# PAGE start
Then the other night I broke through and got lucid - even "surviving" multiple false awakenings (at least two, maybe three) and quickly regaining lucidity - even if I pretty much messed up in the end.
It all started at home with me sorting through some old things form my past that I had forgotten I ever owned, some CDs and metal shirts. Some were no good anymore but some were surprisingly beautiful, I think there was a Daemonarch shirt (I still love this one-off side project of Moonspell, the album titled "Hermeticum") with intricate but very subtle artwork on the back. Another one was by a band named "Pathmaster" (which most likely doesn't exist). I wanted to listen to this band and by typical dream reasoning I thought if I wrap the t-shirt around the plug of some headphones that might work. :D
But I figured this was too stupid to possibly work even in a dream, and then I realized I was dreaming!
I went out flying through the closed window. I had no plans and still rather poor control... but  flying always comes naturally when I'm lucid - and sometimes also when I'm not; I've frequently been flying in dreams even back as a small child, long before I ever read books about dreaming and learned what lucid dreams are and that many people fly in them.
So I just went around the neighborhood and ended up in some backyard where I talked to a woman until a rude man interrupted and annoyed me. I think that's when I first woke up and tried to switch on the LED spot by my bed which is set to red color (it's a light that can be set to different colors with a small remote control) because red light is the least disruptive when you hope to fall back asleep once more afterward, in order to write down my lucid dream. I switched it on and it did work but only very, very dimly (it's meant to be dim but not that extremely), when I tried to make it brighter via remote control it only got even dimmer and dimmer, then back up to the way it first was, and back down. There was only one button on the remote control where there ought to be two to control brightness (up & down). I looked at the picture of my Master on the wall next to my bed and told him my conclusion, "I'm still in a dream." My Master nodded and said, "very good."
# PAGE end
# INFORMATION SUPPLIED start
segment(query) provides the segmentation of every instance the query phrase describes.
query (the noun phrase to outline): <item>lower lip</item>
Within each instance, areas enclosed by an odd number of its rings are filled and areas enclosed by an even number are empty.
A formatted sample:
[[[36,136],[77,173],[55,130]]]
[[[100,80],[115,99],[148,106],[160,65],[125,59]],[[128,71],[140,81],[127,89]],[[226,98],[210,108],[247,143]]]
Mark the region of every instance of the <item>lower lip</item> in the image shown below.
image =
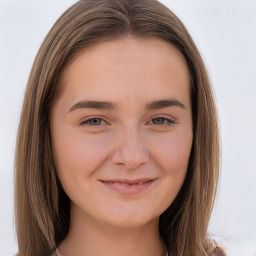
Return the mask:
[[[104,182],[101,183],[106,186],[107,188],[119,192],[123,195],[137,195],[144,191],[146,191],[155,180],[150,180],[148,182],[142,184],[126,184],[126,183],[118,183],[118,182]]]

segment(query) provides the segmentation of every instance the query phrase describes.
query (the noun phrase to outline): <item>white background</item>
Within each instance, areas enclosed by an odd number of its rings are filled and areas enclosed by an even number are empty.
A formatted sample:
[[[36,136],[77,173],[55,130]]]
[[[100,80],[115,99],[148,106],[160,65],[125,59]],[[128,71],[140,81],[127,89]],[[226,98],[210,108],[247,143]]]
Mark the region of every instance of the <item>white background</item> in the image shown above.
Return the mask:
[[[74,0],[0,0],[0,256],[14,255],[13,157],[33,59]],[[256,256],[256,1],[162,0],[184,22],[214,85],[222,133],[209,233],[231,256]]]

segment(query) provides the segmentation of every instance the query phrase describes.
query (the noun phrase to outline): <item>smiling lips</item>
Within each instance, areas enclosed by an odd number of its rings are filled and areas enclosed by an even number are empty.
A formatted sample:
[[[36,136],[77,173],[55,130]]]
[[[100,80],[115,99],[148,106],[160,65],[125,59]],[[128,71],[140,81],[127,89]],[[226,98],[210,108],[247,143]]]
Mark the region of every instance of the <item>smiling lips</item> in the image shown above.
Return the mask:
# INFORMATION SUPPLIED end
* _YOUR TASKS_
1 > Based on the lucid dream account, mark each statement yes or no, and quote the words from the account that decide it. (a) The narrator flew out through a closed window. (b) The LED spot by the bed is set to blue. (c) The remote control had two buttons for brightness.
2 > List every line in the records that contains the string "lips".

* _PER-TASK ANSWERS_
1 >
(a) Yes: "I went out flying through the closed window."
(b) No: "which is set to red color"
(c) No: "There was only one button on the remote control where there ought to be two to control brightness (up & down)."

2 >
query (the noun phrase to outline): <item>smiling lips</item>
Mark the region of every instance of the <item>smiling lips</item> in the image shown above.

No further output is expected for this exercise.